To do:
Please set down only the lines running from the one with "Do you think you could find the bird's tail" through the last line of the entries, exactly as written and without any pictures.

Data:

Segment Open

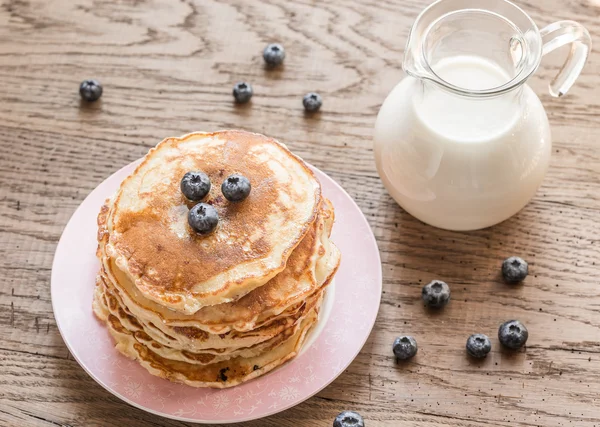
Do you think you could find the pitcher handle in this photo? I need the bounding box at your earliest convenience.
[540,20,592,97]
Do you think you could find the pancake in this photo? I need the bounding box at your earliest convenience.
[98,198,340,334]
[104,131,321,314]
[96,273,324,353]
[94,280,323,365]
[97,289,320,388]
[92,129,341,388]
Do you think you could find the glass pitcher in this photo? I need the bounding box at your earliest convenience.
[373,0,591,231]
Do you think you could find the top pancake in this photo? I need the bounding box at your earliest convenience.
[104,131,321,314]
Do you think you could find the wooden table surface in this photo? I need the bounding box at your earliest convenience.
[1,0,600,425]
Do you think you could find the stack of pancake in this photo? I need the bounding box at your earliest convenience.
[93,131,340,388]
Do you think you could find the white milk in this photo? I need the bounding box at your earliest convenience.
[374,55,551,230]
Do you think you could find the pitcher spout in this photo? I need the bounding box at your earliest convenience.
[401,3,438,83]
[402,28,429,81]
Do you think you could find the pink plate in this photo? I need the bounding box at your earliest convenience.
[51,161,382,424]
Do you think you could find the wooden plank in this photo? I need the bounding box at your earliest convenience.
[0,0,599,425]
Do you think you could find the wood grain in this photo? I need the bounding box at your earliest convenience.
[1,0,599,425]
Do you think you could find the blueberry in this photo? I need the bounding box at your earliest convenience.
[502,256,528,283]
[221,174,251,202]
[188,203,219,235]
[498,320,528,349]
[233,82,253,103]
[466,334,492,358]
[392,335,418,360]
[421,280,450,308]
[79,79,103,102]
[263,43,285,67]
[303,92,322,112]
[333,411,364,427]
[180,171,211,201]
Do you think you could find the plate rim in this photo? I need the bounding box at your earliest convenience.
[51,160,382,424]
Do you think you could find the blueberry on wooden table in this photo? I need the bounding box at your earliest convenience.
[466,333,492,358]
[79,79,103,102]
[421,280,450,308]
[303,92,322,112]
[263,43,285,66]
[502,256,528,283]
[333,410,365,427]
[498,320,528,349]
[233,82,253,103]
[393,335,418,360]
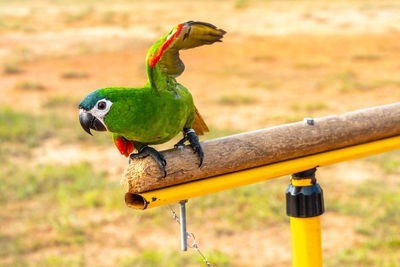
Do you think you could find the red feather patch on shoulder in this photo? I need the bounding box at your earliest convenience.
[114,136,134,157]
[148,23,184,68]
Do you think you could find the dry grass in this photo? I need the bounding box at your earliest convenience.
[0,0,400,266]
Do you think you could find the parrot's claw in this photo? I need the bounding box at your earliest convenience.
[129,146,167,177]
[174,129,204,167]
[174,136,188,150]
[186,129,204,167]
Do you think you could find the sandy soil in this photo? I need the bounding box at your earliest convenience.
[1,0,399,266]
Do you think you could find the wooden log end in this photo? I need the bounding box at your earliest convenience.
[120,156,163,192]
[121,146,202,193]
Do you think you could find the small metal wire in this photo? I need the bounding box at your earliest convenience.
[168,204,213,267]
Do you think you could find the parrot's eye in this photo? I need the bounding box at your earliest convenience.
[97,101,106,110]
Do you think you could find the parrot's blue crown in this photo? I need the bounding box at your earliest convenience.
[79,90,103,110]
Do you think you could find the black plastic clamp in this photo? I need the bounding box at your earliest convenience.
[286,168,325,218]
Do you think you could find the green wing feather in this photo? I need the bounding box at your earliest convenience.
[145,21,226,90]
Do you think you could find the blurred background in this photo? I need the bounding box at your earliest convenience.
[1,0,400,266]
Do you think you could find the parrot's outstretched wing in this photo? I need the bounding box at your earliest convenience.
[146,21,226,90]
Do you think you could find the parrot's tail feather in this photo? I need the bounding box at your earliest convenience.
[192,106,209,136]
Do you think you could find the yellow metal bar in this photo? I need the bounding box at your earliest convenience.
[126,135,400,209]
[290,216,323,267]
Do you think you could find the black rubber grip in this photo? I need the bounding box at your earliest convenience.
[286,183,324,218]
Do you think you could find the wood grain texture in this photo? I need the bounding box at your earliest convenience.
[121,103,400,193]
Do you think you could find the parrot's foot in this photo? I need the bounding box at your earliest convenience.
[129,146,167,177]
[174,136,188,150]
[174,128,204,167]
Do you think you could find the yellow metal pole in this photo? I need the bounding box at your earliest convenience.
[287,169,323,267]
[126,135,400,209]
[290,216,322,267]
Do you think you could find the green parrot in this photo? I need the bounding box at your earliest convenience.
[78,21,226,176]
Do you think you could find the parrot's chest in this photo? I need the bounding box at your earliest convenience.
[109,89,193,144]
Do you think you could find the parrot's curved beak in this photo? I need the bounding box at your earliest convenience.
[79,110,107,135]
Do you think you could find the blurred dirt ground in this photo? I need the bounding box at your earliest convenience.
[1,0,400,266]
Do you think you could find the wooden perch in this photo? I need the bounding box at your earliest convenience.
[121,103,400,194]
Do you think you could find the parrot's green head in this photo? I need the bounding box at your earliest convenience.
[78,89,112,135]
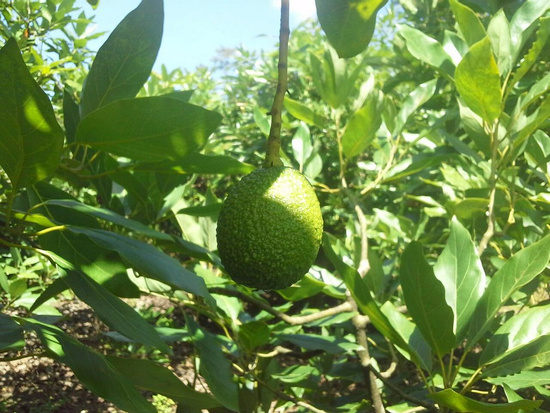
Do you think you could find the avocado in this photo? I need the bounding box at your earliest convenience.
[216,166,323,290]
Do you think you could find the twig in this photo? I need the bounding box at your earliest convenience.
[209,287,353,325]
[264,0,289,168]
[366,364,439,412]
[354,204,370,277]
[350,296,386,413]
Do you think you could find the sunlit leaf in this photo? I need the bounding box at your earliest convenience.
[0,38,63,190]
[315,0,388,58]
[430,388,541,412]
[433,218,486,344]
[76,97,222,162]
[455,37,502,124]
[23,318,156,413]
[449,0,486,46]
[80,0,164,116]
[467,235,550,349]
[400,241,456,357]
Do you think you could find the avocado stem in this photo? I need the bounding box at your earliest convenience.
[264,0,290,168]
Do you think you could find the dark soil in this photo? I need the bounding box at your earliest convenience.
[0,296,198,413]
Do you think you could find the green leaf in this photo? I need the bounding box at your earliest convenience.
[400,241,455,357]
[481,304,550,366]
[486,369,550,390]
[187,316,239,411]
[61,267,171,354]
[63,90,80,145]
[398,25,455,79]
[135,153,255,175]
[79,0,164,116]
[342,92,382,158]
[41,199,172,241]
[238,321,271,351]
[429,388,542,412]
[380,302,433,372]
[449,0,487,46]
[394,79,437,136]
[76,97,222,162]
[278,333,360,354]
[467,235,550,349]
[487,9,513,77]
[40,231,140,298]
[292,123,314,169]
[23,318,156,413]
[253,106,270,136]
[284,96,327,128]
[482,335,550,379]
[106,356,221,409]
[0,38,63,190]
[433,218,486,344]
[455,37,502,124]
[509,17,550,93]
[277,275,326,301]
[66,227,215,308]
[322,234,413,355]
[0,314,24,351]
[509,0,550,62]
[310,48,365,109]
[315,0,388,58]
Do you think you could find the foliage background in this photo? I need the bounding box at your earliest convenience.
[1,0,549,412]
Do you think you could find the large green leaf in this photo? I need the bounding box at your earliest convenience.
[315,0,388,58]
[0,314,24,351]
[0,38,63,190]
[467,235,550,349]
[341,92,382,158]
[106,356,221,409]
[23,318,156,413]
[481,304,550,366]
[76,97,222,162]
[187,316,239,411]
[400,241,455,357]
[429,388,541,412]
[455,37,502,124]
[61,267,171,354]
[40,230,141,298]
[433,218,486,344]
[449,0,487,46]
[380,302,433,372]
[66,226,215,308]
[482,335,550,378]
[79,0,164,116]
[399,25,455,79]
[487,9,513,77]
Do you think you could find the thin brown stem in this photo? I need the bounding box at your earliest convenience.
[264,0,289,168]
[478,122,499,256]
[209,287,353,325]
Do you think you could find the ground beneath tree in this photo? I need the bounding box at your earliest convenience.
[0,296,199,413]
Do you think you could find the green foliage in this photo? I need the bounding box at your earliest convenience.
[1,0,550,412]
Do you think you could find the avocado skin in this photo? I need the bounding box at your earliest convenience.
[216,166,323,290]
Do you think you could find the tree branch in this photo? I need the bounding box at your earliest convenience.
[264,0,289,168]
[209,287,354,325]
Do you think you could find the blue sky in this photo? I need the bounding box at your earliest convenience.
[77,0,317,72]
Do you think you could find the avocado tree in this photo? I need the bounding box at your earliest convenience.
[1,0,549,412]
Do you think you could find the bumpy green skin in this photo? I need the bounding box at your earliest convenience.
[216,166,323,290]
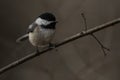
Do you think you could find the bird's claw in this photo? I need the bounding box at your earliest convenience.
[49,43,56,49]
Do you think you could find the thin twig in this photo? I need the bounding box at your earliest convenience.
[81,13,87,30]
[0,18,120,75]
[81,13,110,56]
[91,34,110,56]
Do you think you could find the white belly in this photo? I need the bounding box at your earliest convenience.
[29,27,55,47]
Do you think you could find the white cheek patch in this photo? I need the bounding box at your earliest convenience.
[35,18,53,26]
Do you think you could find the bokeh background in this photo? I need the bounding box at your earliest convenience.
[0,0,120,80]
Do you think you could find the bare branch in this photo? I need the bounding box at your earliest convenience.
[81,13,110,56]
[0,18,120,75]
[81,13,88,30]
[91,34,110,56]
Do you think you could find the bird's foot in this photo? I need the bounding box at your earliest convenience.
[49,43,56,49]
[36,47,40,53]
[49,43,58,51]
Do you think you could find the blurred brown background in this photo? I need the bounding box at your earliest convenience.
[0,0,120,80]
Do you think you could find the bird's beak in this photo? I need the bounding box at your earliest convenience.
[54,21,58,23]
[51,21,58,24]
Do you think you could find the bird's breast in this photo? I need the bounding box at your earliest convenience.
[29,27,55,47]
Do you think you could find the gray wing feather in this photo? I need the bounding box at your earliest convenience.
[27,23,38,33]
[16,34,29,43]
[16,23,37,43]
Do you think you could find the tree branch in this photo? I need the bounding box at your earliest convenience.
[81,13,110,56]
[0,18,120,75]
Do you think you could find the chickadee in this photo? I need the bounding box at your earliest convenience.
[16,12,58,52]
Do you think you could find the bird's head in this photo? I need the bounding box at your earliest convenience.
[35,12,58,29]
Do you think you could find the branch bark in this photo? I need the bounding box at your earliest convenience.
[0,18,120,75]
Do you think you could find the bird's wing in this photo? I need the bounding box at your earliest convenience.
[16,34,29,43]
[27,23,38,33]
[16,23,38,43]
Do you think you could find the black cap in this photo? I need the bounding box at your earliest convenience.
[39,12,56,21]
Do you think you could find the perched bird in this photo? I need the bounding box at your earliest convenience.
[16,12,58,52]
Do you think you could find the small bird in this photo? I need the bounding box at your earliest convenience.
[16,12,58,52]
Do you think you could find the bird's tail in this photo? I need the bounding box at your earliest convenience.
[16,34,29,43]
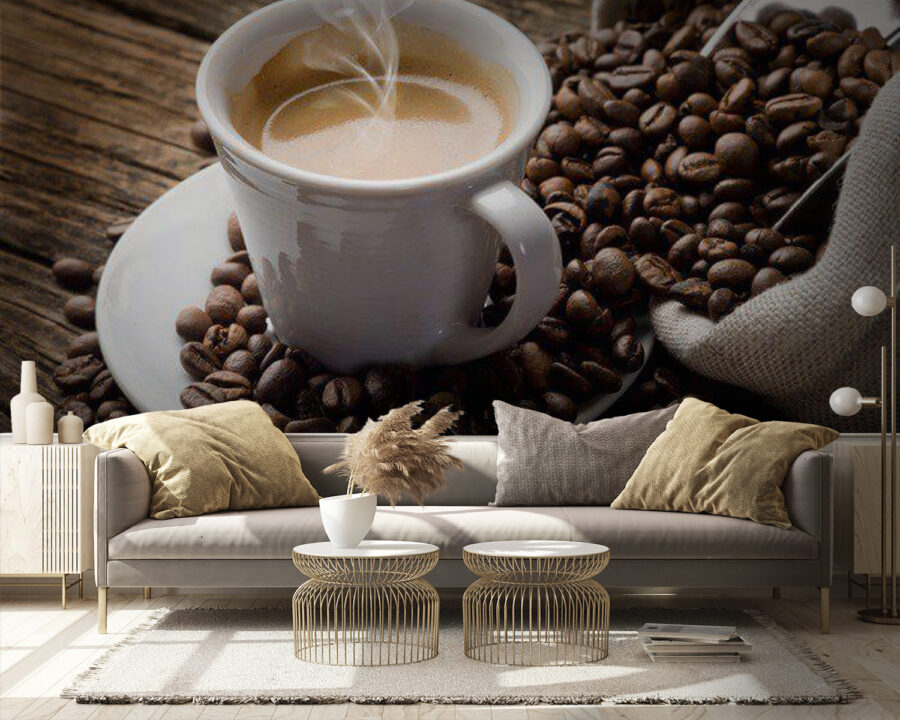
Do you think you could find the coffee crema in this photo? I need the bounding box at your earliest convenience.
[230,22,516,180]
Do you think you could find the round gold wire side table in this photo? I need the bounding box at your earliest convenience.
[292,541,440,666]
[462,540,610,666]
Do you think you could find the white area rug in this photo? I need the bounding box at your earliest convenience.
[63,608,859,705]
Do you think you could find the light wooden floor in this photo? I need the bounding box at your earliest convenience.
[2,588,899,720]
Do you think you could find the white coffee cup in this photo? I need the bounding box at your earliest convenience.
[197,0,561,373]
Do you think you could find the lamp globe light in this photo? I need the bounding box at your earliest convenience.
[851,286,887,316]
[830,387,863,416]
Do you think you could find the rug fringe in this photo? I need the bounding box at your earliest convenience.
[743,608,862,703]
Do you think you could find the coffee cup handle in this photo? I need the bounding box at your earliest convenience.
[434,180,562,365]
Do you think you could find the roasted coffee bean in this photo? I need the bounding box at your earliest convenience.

Segment Closed

Task solution:
Do you think you could find the bird's tail in this photo? I need the bounding box at your earliest convenience.
[16,34,29,43]
Do you think you could find the coffee crema in this photo? I need the bounding box at your earliest convenience.
[230,22,516,180]
Do you think you could find the round gold wire side table in this photo? I need the bounding box at your earliest convenience.
[292,541,440,666]
[462,540,610,666]
Do you think you could find the white area rug in this photo? I need the bounding box at your earliest convenience.
[63,608,859,705]
Do you think you could find the light wooden floor in this photo? I need the bounding box at your earliest convenience.
[2,588,899,720]
Do you think you could find the white coffee cup in this photo? I need the bounding box at your earliest convenience.
[197,0,561,373]
Do you think you could find the lamp globe light in this photo? I need the bounding box at your earliest convenience.
[851,286,887,316]
[830,387,863,416]
Do you think you could find the rug fringe in this photo? I need the bounding box at your earliest convenience.
[743,608,862,703]
Do you think you could find the coffee cup handle in this photo? I need the bounding box at your earliest convenience.
[434,180,562,365]
Do you think you could find the roasted coffee bean in this photo? I need the bounding box at your earliest convenience.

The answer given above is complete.